Using the information:
[1] Answer these questions from the position statement on health care and housing:
(a) According to the statement, what is the most inflationary element within the school budget?
(b) What is named as the useful starting point for any deep and lasting affordability solution?
(c) What three forms of cost-sharing charges borne by the patient are listed?
[2] In one to three sentences, explain why the position statement on health care and housing proposes exploring universal primary care.
[3] Revise the position statement on health care and housing: give its text between "Issue Position: Health" and "faculty and staff.", inclusive, with "property taxes" replaced by "real estate taxes".

Issue Position: Health Care and Housing

Issue Position

This question focuses on the affordability of both health care and housing, and like most challenges we face, each is connected not only to the other, but to other aspects of our lives. For instance, housing costs reflect property taxes, and property taxes reflect education costs; and education costs reflect the cost of the most inflationary element within the school budget: health care costs for faculty and staff.

Thus, we come full circle and back to a useful starting point for any deep and lasting affordability solution: reducing the costs of health care, and then ensuring that the costs of health care insurance also decline.

My principal proposal for further reducing health care costs is to explore how we can provide universal primary care, because it has the potential to drive down health care costs for the entire community by ensuring that people get to a doctor as soon as they need to--rather than avoiding the doctor's office because of prohibitive cost-sharing charges borne by the patient--in the form of deductibles, copayments and coinsurance charges, all of which reduce the likelihood that someone in need of care will actually seek it out.

Data under study:
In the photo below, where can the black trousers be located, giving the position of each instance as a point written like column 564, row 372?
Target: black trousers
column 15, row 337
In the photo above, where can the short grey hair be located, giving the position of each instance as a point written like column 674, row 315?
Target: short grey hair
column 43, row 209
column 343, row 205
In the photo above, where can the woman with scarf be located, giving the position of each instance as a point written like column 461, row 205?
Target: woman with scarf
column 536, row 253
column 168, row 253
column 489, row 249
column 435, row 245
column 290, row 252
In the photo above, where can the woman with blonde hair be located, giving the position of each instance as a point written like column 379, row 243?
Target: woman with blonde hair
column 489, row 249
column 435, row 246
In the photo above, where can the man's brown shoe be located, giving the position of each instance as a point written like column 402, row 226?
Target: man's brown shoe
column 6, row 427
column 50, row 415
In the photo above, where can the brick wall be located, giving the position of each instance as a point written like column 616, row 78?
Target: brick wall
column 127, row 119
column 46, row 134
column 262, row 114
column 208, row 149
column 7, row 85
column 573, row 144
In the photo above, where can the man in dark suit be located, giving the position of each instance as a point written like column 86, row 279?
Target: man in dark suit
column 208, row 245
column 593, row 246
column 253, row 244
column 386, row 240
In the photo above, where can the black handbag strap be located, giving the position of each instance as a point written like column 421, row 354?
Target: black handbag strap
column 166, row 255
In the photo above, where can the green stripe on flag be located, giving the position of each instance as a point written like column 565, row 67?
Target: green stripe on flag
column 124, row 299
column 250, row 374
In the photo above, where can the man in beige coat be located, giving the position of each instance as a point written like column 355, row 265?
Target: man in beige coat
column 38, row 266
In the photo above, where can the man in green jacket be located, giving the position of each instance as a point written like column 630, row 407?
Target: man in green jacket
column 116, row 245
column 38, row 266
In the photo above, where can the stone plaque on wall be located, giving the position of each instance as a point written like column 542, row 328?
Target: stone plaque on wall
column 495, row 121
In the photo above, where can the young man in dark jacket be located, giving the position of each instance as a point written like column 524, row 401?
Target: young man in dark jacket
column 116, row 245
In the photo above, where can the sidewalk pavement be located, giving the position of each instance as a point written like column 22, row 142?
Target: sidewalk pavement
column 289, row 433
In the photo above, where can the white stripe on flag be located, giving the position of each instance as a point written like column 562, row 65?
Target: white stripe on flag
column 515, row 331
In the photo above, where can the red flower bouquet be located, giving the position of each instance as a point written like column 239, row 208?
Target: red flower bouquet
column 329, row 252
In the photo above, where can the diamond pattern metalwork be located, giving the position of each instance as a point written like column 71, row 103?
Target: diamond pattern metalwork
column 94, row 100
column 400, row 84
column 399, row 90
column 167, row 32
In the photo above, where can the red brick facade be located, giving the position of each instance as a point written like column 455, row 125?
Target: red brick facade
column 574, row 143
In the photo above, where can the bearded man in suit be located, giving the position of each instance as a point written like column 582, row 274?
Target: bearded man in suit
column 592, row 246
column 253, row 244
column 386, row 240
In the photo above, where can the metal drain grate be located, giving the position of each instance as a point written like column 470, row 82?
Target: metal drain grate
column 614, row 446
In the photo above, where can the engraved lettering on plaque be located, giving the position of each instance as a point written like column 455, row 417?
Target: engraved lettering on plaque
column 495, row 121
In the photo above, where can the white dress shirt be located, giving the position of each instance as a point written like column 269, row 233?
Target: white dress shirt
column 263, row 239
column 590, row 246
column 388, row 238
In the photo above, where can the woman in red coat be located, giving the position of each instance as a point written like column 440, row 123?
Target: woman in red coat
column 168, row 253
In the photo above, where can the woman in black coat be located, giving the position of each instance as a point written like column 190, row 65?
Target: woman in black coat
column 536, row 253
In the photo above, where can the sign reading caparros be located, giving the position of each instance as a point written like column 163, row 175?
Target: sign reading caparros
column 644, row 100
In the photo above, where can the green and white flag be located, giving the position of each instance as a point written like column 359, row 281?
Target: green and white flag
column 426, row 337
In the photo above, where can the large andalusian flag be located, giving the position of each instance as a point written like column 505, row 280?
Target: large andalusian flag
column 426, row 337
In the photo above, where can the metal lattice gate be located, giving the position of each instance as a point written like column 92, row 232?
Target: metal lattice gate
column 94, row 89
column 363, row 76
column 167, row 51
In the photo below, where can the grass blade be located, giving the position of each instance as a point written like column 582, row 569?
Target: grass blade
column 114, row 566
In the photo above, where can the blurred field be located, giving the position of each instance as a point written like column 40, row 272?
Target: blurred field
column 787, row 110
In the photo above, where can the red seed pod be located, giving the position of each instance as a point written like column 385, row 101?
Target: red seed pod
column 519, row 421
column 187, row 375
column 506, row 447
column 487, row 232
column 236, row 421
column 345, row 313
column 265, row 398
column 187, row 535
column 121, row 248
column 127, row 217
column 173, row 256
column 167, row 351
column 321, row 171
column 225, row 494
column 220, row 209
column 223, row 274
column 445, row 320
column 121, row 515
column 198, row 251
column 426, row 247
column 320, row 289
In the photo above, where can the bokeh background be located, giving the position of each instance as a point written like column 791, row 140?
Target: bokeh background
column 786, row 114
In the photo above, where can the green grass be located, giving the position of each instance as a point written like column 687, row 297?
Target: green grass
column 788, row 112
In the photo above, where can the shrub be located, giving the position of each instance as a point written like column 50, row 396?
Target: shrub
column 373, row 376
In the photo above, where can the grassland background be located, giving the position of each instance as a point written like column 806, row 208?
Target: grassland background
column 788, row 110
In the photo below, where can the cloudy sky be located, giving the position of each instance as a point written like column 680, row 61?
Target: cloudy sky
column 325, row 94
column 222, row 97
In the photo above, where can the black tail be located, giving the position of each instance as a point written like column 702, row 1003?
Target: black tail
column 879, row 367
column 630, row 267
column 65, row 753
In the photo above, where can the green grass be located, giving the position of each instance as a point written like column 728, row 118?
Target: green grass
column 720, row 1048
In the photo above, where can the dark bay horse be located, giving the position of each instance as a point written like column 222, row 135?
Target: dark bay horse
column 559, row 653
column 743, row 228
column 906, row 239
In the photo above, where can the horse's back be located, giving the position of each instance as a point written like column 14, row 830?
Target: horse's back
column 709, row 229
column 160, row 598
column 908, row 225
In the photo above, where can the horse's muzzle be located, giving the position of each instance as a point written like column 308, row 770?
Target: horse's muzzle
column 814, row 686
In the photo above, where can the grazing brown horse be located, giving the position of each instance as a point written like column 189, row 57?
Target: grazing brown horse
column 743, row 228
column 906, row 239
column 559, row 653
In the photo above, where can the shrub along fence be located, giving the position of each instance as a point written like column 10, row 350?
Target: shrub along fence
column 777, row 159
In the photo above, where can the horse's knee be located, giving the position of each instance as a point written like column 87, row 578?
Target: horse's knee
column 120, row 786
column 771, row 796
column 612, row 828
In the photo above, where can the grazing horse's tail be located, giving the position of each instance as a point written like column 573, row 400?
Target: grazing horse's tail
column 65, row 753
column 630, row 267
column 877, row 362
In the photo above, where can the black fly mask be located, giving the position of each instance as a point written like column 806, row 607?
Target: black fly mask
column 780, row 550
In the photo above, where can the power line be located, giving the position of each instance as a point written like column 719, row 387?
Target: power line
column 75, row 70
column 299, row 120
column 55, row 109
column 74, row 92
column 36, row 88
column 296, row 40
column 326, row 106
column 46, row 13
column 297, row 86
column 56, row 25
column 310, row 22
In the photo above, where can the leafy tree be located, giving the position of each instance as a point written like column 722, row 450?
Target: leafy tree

Answers for each item:
[1]
(a) Health care costs for faculty and staff.
(b) Reducing the costs of health care, and then ensuring that the costs of health care insurance also decline.
(c) Deductibles, copayments and coinsurance charges.

[2] Universal primary care could drive down health care costs for the entire community by making sure people see a doctor as soon as they need to. Without it, people may avoid the doctor's office because of prohibitive cost-sharing charges like deductibles, copayments and coinsurance, which make them less likely to seek care.

[3]
Issue Position: Health Care and Housing

Issue Position

This question focuses on the affordability of both health care and housing, and like most challenges we face, each is connected not only to the other, but to other aspects of our lives. For instance, housing costs reflect real estate taxes, and real estate taxes reflect education costs; and education costs reflect the cost of the most inflationary element within the school budget: health care costs for faculty and staff.